(Dataset entries)

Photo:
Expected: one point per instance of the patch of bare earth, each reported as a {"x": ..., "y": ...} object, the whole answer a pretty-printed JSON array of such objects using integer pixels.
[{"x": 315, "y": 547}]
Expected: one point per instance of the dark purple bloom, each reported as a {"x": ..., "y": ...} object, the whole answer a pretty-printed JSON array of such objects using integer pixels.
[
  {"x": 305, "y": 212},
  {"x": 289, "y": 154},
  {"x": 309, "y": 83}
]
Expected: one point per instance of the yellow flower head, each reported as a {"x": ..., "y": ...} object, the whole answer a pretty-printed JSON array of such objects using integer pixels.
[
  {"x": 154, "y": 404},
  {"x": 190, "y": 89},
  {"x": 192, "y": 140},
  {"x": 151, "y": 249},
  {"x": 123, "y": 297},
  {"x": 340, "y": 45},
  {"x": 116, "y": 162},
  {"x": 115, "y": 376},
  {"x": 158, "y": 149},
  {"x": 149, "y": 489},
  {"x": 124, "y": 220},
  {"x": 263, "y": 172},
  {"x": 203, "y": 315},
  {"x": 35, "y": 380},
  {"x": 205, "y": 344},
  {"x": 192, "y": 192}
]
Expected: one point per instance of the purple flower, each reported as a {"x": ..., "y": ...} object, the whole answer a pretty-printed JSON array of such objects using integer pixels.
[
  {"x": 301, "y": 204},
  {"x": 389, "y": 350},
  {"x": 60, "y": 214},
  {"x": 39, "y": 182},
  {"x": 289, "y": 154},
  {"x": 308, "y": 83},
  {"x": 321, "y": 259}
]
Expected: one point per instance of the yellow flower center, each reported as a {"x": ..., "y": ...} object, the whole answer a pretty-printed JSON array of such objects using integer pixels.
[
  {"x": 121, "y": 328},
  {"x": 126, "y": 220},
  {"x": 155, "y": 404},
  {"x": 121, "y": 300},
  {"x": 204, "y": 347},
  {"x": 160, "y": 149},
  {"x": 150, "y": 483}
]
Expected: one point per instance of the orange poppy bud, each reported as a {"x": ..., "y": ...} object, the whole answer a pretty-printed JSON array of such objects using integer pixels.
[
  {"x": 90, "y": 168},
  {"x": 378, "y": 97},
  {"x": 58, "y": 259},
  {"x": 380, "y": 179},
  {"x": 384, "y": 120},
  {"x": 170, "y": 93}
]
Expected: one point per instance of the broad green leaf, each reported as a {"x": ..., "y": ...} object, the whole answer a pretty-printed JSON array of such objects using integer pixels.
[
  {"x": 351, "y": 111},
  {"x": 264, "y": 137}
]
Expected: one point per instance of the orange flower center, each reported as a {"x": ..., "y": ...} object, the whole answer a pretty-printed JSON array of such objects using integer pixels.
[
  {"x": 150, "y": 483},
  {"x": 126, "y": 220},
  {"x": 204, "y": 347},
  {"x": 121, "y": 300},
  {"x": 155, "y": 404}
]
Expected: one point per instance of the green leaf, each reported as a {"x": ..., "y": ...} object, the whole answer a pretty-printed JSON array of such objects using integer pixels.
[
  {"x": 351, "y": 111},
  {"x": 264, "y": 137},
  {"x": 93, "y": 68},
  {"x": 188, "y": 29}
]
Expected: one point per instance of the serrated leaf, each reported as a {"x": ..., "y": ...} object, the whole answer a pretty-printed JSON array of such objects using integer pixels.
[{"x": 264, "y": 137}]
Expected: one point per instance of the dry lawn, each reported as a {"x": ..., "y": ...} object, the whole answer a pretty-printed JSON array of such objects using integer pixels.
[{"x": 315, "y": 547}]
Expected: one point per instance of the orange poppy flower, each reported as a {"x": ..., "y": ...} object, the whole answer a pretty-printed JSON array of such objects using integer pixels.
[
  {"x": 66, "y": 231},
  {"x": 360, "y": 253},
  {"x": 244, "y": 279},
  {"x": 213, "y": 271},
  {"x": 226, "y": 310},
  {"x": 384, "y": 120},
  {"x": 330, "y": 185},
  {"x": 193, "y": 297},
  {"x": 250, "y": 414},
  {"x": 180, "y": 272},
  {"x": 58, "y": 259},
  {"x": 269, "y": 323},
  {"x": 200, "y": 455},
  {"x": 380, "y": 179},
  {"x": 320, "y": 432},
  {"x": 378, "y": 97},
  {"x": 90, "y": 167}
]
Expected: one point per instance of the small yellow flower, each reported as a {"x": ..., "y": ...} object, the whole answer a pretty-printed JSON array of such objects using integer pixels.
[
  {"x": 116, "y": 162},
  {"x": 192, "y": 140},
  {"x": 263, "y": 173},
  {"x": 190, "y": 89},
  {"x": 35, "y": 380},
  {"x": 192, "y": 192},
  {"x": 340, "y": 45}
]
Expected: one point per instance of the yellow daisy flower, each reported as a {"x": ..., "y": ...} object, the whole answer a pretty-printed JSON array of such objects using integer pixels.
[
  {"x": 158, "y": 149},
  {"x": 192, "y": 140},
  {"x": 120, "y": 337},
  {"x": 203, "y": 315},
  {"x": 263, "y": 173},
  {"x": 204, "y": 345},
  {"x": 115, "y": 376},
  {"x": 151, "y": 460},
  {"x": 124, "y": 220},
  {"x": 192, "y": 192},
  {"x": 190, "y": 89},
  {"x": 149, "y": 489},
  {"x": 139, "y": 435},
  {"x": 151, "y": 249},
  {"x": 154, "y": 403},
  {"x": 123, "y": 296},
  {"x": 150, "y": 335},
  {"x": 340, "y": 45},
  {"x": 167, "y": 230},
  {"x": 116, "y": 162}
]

▶ WORK INSTRUCTIONS: Reproduce each entry exactly, with nothing missing.

▶ RESULT OF THIS TASK:
Photo:
Expected: one point per instance of the patch of bare earth, each reported as a {"x": ..., "y": ...} object, the whole answer a pretty-printed JSON array of such objects using integer pixels.
[{"x": 315, "y": 547}]
Expected: one point per instance of the dark purple bloom, each reported as a {"x": ..., "y": ...} object, the whole answer a pretty-printed JSON array of such objects using integer pixels.
[
  {"x": 305, "y": 212},
  {"x": 289, "y": 154},
  {"x": 309, "y": 83}
]
Expected: one point per instance of the yellow flower head, each reported as a {"x": ..., "y": ...} object, the whole answer a pretty-printed JSON array of such objects using integer pixels.
[
  {"x": 154, "y": 404},
  {"x": 190, "y": 89},
  {"x": 192, "y": 140},
  {"x": 151, "y": 249},
  {"x": 123, "y": 297},
  {"x": 340, "y": 45},
  {"x": 116, "y": 162},
  {"x": 115, "y": 376},
  {"x": 158, "y": 149},
  {"x": 149, "y": 489},
  {"x": 124, "y": 220},
  {"x": 263, "y": 172},
  {"x": 203, "y": 315},
  {"x": 35, "y": 380},
  {"x": 205, "y": 344},
  {"x": 192, "y": 192}
]
Expected: one point per instance of the purple flower, each reported as a {"x": ..., "y": ...} object, the whole answer a pretty-printed JSON array of such objects using integer pixels.
[
  {"x": 301, "y": 204},
  {"x": 389, "y": 350},
  {"x": 60, "y": 214},
  {"x": 39, "y": 182},
  {"x": 289, "y": 154},
  {"x": 308, "y": 83},
  {"x": 321, "y": 259}
]
Expected: one point per instance of the yellow flower center, each reported as a {"x": ..., "y": ...} object, the whole answer a pretty-printed JSON array of such objects using integer pixels.
[
  {"x": 121, "y": 328},
  {"x": 126, "y": 220},
  {"x": 155, "y": 404},
  {"x": 121, "y": 300},
  {"x": 204, "y": 347},
  {"x": 160, "y": 149},
  {"x": 150, "y": 483}
]
Expected: one point per instance of the orange poppy bud, each reported as a {"x": ..., "y": ...} object, the whole answer a pretty-printed JSON array of such objects using integer pixels.
[
  {"x": 90, "y": 168},
  {"x": 378, "y": 97},
  {"x": 58, "y": 259},
  {"x": 380, "y": 179},
  {"x": 384, "y": 120},
  {"x": 170, "y": 93}
]
Expected: one point per instance of the broad green leaf, each reported as a {"x": ..., "y": ...} object, the whole answer a pretty-printed JSON array of such objects using integer pixels.
[
  {"x": 351, "y": 111},
  {"x": 264, "y": 137}
]
Expected: one point per instance of the orange flower center, each reported as a {"x": ..., "y": ...} object, the whole answer a pretty-printed JSON array of such objects using integer pixels.
[
  {"x": 150, "y": 483},
  {"x": 126, "y": 220},
  {"x": 204, "y": 347},
  {"x": 121, "y": 300},
  {"x": 155, "y": 404}
]
Expected: one point per instance of the green leaf, each reported as a {"x": ..., "y": ...} object, the whole answer a pretty-printed JSON array of such objects using integer pixels.
[
  {"x": 351, "y": 111},
  {"x": 264, "y": 137},
  {"x": 93, "y": 68},
  {"x": 188, "y": 29}
]
Expected: one point per instance of the serrated leaf, each reported as a {"x": ..., "y": ...} object, the whole answer a pretty-printed JSON array of such objects using integer pixels.
[{"x": 264, "y": 137}]
Expected: one point per instance of the dry lawn, each reported as a {"x": ..., "y": ...} object, the whole answer a pretty-printed JSON array of such objects using integer pixels.
[{"x": 315, "y": 547}]
Expected: one point per instance of the orange poppy flower, each reported as a {"x": ..., "y": ...} object, the whole answer a pretty-printed JSON array of such objects using integer pixels.
[
  {"x": 66, "y": 231},
  {"x": 360, "y": 253},
  {"x": 244, "y": 279},
  {"x": 213, "y": 271},
  {"x": 226, "y": 310},
  {"x": 384, "y": 120},
  {"x": 330, "y": 185},
  {"x": 193, "y": 297},
  {"x": 250, "y": 414},
  {"x": 180, "y": 272},
  {"x": 58, "y": 259},
  {"x": 269, "y": 323},
  {"x": 200, "y": 455},
  {"x": 380, "y": 179},
  {"x": 320, "y": 432},
  {"x": 378, "y": 97},
  {"x": 90, "y": 167}
]
Expected: one point per instance of the small yellow flower, each reported as a {"x": ..., "y": ...} object, the whole answer a pretty-printed JSON array of such objects using integer pixels.
[
  {"x": 116, "y": 162},
  {"x": 192, "y": 140},
  {"x": 263, "y": 173},
  {"x": 190, "y": 89},
  {"x": 35, "y": 380},
  {"x": 192, "y": 192},
  {"x": 340, "y": 45}
]
Expected: one point per instance of the yellow daisy flower, each reported as a {"x": ..., "y": ...} object, the whole answer a pretty-printed JSON array of such objects using integer pixels.
[
  {"x": 158, "y": 149},
  {"x": 192, "y": 140},
  {"x": 120, "y": 337},
  {"x": 203, "y": 315},
  {"x": 263, "y": 173},
  {"x": 204, "y": 345},
  {"x": 115, "y": 376},
  {"x": 151, "y": 460},
  {"x": 124, "y": 220},
  {"x": 192, "y": 192},
  {"x": 190, "y": 89},
  {"x": 149, "y": 489},
  {"x": 139, "y": 435},
  {"x": 151, "y": 249},
  {"x": 154, "y": 403},
  {"x": 123, "y": 296},
  {"x": 150, "y": 335},
  {"x": 340, "y": 45},
  {"x": 167, "y": 230},
  {"x": 116, "y": 162}
]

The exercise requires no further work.